**** 文書抜粋 ****

それは、いちど聴いたらクセになる“しあわせ”
1944年10月25日、世界的音楽の殿堂ニューヨークのカーネギーホールで今もアーカイブの一番人気となっている公演が開催された。出演者はフローレンス・フォスター・ジェンキンス。彼女は類稀な音痴だったにも関わらずチケットは即完売、ホールの外には入りきれない群衆たちが押し寄せたという。
なぜか心を打たれるフローレンスの不思議な歌声を再現してみせたのは、アカデミー賞19度ノミネート、3度受賞のメリル・ストリープ。そして夫シンクレアにはイギリス、ロマンチック・コメディの帝王ヒュー・グラント。二人の歴史的共演で描く、愛のある笑いと勇気がもたらす感動の実話!
Contents
- 1 予告
- 2 あらすじ
- 3
映画を観る前に知っておきたいこと
- 3.1 実話に忠実な仕上がり
- 4 あとがき
予告
あらすじ
ニューヨークの社交界のトップ、マダム・フローレンスの尽きない愛と財産は、夫シンクレアと音楽に捧げられていた。

© 2016 Pathe Productions Limited.
ソプラノ歌手になる夢を追い続けるフローレンスには本人だけが知らない致命的な欠陥があった。それは、彼女が絶世の音痴だということ。愛する妻に夢を見続けさせるため奔走するシンクレアは、お人好しなピアニストのコズメを伴奏者に、マスコミを買収し、信奉者だけを集めた小さなリサイタルを開催する。

© 2016 Pathe Productions Limited.
しかしそんなシンクレアの苦労をよそに、フローレンスは世界的権威あるカーネギーホールで歌うと言い出すのだった。
持病を抱えながらも音楽に生きる彼女の命がけの挑戦に、シンクレアも一緒に夢をみることを決める。さあ、笑いと涙で包まれた奇跡の公演の幕が上がる!
Sponsored Link映画を観る前に知っておきたいこと
実在した音痴な歌姫フローレンス・フォスター・ジェンキンスを題材にした映画は、フランスでも撮られている。今年の初めに日本でも公開された『偉大なるマルグリット』は、本国フランスで驚異的なヒットとなった。
しかし、マダム・フローレンスを描いた映画がことごとく好評なことには驚かされる。それだけ、彼女の音楽を愛する姿勢に多くの人が魅了され、それは今でも変わらないということなのだろう。

**** 記録資料 ****

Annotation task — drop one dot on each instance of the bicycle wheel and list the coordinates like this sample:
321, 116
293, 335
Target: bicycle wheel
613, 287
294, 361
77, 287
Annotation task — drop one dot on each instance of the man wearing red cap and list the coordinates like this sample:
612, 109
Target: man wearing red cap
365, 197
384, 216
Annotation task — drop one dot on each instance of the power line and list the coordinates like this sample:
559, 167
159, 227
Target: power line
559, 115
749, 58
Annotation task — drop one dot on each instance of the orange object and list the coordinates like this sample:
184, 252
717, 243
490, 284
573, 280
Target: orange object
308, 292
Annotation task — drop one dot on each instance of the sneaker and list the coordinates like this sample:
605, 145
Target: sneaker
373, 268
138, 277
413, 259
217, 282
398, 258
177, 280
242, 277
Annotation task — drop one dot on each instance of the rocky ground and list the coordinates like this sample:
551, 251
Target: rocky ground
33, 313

****

§ 設問一覧:
A: フローレンス・フォスター・ジェンキンスの映画紹介について、以下の問いに答えよ。
(i) カーネギーホールでフローレンスの公演が開催された年月日は？
(ii) シンクレアが伴奏者として起用したピアニストの名前は？
(iii) フランスで撮られた、フローレンスを題材にした映画の題名は？
B: フローレンス・フォスター・ジェンキンスの映画紹介を、最後の文の後から書き継げ。

§ 解答一覧:
A:
(i) 1944年10月25日
(ii) コズメ
(iii) 『偉大なるマルグリット』

B:
実話に忠実な仕上がり
これがヒュー・グラントの存在感か!?
フランスの『偉大なるマルグリット』より、笑いも感動もひと回りスケールアップしている印象を受ける上に、徹底したアプローチによって実話に忠実な仕上がりを見せている。
脚本家ニコラス・マーティンは、マダム・フローレンスと夫シンクレアとの関係まで掘り下げた脚本を用意し、衣装デザイナーのコンソラータ・ボイルはマダム・フローレンスのもうひとつの魅力である華やかなステージ衣装を再現した。
そして、本来歌にも定評があるオスカー女優メリル・ストリープが、マダム・フローレンスのように音程やリズムをハズす“音痴になるためのトレーニング”を行った上で、音楽に対する強い想いと愛情を歌に乗せている。
夫シンクレアはヒュー・グラントが最も得意とする、人を感動させると同時に、おもしろさも兼ね備えている男だ。
笑いと感動の先にある品格が、より多くの人に親しみやすくなったフローレンス・フォスター・ジェンキンスの物語を生み出している。これはヒュー・グラント初のオスカーが狙えそうな出来栄えだ。
あとがき
おそらく、多くの人が想像するマダム・フローレンスの物語は本作を指すのではないかと想像するが、フランスの『偉大なるマルグリット』の方が僕好みの作品だった。
コメディとしての要素は薄く、マダム・フローレンスの純粋さの中にある悲哀を感じさせるフランス映画らしいトーンを持っている。また、マダム・フローレンスを別の人物として描いている点で脚色が強いのもこちらの作品だと言える。
どちらも実話ベースなので、ネタバレはあまり気にせず両方鑑賞してみるとその解釈の違いまで楽しむことができる。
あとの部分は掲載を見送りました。